**Aim of the task:**
Reproduce the entries shown below only from the line with "Given the photograph above, point out the patchy" down to the line with "Given the photograph above, point out the bare", keeping both end lines and copying each one exactly.

Raw data START

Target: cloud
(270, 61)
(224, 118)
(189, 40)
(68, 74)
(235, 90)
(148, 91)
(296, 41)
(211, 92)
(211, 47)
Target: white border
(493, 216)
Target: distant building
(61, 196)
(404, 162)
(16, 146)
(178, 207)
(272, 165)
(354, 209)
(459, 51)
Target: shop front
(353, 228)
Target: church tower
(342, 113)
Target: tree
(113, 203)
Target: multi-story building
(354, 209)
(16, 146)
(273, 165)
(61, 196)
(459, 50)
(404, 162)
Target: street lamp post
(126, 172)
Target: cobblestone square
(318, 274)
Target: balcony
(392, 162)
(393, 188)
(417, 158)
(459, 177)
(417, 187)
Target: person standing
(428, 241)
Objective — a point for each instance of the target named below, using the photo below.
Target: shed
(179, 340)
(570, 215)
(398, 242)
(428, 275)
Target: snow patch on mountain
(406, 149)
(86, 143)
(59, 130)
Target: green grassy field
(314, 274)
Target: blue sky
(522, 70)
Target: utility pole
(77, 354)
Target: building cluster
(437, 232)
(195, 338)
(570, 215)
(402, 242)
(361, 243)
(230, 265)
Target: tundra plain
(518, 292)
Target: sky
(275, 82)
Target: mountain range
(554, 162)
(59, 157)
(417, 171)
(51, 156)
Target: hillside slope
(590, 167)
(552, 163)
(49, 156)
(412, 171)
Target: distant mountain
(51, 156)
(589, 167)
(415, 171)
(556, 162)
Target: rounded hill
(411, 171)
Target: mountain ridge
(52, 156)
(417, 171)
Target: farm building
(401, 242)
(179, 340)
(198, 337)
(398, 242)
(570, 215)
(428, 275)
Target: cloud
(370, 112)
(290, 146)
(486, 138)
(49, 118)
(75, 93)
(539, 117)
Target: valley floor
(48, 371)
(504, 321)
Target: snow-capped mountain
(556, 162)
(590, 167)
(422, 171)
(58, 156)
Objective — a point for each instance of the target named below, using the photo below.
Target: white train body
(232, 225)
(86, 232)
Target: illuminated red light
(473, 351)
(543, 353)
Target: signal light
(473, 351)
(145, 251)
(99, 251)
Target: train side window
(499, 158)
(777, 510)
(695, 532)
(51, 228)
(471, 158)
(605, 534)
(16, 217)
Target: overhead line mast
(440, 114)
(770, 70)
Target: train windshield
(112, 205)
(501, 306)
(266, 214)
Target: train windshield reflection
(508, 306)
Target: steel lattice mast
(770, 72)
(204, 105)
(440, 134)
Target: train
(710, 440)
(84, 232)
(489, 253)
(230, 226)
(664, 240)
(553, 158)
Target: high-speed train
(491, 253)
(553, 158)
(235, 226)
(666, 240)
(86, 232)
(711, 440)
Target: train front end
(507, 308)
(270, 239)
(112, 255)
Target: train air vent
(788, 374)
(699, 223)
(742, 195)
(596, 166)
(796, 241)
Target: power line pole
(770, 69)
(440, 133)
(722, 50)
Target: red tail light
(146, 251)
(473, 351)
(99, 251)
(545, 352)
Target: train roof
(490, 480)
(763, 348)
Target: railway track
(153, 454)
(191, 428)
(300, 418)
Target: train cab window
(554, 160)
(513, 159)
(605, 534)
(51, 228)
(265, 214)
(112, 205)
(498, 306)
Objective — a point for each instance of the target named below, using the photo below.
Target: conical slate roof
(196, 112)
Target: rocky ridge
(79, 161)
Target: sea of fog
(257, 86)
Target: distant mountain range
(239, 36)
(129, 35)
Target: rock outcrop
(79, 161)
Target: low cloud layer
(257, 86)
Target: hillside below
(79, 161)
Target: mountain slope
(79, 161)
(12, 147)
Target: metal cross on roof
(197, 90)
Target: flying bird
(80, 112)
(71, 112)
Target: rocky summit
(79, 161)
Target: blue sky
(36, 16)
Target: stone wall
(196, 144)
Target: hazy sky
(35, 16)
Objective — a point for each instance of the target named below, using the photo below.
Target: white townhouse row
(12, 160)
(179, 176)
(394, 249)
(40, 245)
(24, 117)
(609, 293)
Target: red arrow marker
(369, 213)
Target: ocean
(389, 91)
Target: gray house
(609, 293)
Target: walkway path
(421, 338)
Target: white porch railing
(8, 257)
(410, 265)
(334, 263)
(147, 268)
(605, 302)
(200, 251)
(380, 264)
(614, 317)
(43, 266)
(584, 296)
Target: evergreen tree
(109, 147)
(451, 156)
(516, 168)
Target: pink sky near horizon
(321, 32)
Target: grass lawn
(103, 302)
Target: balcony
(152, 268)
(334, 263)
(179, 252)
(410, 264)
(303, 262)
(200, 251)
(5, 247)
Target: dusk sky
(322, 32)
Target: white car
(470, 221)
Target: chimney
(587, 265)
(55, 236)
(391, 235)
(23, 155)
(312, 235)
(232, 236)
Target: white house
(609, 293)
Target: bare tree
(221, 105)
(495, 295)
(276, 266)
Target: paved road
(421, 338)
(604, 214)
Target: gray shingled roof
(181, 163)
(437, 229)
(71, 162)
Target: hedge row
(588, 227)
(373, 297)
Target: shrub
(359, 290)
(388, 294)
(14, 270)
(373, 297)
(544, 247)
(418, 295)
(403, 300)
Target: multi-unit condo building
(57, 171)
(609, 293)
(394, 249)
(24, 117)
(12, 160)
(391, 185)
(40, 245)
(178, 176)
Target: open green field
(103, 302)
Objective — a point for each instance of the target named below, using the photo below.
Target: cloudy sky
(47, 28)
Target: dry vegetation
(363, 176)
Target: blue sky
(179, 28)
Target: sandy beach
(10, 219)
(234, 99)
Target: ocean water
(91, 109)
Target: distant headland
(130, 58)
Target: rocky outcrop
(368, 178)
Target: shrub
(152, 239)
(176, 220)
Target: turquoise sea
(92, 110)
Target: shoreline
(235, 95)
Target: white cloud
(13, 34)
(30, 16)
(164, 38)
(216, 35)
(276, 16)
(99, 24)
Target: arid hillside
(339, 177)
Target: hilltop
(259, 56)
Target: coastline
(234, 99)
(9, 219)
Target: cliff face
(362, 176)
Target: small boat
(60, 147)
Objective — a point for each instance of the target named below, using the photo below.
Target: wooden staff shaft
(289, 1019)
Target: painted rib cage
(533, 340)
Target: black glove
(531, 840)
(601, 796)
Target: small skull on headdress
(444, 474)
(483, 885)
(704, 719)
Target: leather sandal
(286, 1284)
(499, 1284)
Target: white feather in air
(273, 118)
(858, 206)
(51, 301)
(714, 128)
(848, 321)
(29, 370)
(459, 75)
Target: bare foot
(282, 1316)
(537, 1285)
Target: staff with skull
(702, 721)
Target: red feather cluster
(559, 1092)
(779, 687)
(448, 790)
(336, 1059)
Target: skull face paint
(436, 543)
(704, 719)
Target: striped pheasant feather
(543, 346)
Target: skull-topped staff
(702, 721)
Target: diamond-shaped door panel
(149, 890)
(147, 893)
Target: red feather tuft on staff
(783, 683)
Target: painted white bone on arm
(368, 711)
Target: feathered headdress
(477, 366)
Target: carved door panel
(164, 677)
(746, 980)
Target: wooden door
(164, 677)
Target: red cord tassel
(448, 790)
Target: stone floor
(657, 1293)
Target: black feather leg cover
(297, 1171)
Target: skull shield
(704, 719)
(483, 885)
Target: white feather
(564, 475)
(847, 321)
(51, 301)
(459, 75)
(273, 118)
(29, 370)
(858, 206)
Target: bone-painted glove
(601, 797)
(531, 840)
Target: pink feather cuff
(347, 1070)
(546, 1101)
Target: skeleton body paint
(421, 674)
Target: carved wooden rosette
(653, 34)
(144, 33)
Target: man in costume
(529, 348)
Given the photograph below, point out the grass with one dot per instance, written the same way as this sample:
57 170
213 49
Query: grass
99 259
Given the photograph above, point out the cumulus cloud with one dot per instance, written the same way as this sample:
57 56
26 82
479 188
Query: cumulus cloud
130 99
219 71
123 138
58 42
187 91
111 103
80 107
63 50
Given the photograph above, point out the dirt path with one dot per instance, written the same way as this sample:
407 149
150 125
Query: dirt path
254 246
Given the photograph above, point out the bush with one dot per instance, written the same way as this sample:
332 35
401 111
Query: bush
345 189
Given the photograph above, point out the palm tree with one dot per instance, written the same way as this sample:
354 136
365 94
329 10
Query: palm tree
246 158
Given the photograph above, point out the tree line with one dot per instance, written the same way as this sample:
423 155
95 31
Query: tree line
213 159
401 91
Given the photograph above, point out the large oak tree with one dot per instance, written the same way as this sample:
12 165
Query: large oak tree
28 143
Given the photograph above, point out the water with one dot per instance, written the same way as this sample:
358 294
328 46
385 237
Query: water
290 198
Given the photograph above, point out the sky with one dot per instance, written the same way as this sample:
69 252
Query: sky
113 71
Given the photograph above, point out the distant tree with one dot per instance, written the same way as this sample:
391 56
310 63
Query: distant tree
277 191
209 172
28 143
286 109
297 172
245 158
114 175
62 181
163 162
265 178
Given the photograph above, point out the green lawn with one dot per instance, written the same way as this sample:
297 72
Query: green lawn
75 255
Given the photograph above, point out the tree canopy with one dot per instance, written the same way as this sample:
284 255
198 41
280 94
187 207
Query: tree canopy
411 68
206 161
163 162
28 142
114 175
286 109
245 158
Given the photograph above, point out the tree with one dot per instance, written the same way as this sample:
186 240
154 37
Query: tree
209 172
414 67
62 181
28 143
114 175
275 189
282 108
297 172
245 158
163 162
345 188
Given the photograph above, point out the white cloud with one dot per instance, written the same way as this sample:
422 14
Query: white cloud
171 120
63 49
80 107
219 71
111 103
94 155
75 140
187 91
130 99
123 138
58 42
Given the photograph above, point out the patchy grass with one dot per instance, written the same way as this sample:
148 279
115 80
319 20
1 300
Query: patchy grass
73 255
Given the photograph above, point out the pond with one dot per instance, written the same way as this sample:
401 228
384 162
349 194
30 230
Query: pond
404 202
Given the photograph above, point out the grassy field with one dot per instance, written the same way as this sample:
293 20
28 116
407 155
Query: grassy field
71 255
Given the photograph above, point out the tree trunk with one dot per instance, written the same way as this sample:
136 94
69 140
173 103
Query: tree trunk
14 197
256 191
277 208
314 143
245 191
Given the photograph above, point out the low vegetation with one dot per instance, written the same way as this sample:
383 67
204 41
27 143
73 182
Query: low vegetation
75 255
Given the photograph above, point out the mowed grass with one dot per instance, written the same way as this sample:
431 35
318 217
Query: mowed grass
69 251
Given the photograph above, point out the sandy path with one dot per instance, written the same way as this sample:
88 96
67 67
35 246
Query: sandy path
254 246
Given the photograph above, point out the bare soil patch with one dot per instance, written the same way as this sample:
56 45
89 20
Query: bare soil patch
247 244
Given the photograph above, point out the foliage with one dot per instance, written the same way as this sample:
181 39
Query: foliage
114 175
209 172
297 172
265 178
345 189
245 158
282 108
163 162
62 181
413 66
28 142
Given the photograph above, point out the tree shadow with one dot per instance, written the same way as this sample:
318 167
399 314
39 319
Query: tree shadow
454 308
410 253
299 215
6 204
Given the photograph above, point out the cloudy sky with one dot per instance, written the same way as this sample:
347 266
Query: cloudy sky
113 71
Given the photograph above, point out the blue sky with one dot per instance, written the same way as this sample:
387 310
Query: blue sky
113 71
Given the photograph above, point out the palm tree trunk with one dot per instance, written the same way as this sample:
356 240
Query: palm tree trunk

Raw data END

**Reply to the task:**
Given the photograph above, point out the patchy grass with one dot per instance, written the same way as this sample:
148 279
115 80
319 20
1 300
Query: patchy grass
73 255
Given the photograph above, point out the pond with one dot per instance, written the same way as this sample:
401 228
384 162
349 194
30 230
Query: pond
404 202
Given the photograph above, point out the grassy field with one dot per instance, written the same way as this sample:
293 20
28 116
407 155
Query: grassy field
71 255
Given the photograph above, point out the tree trunk with one dot per instance, written the same way as this sample:
136 94
69 140
173 103
Query: tree trunk
14 197
256 191
277 208
314 143
245 191
Given the photograph above, point out the low vegetation with one dot per instance, written the same way as this sample:
383 67
204 41
27 143
73 182
Query: low vegetation
75 255
Given the photograph above, point out the mowed grass with one dot per instance, written the same way as this sample:
431 35
318 217
Query: mowed grass
69 251
Given the photograph above, point out the sandy path with one dot per instance, written the same way as this sample:
88 96
67 67
35 246
Query: sandy path
254 246
Given the photograph above, point out the bare soil patch with one dot per instance, written the same way as this sample:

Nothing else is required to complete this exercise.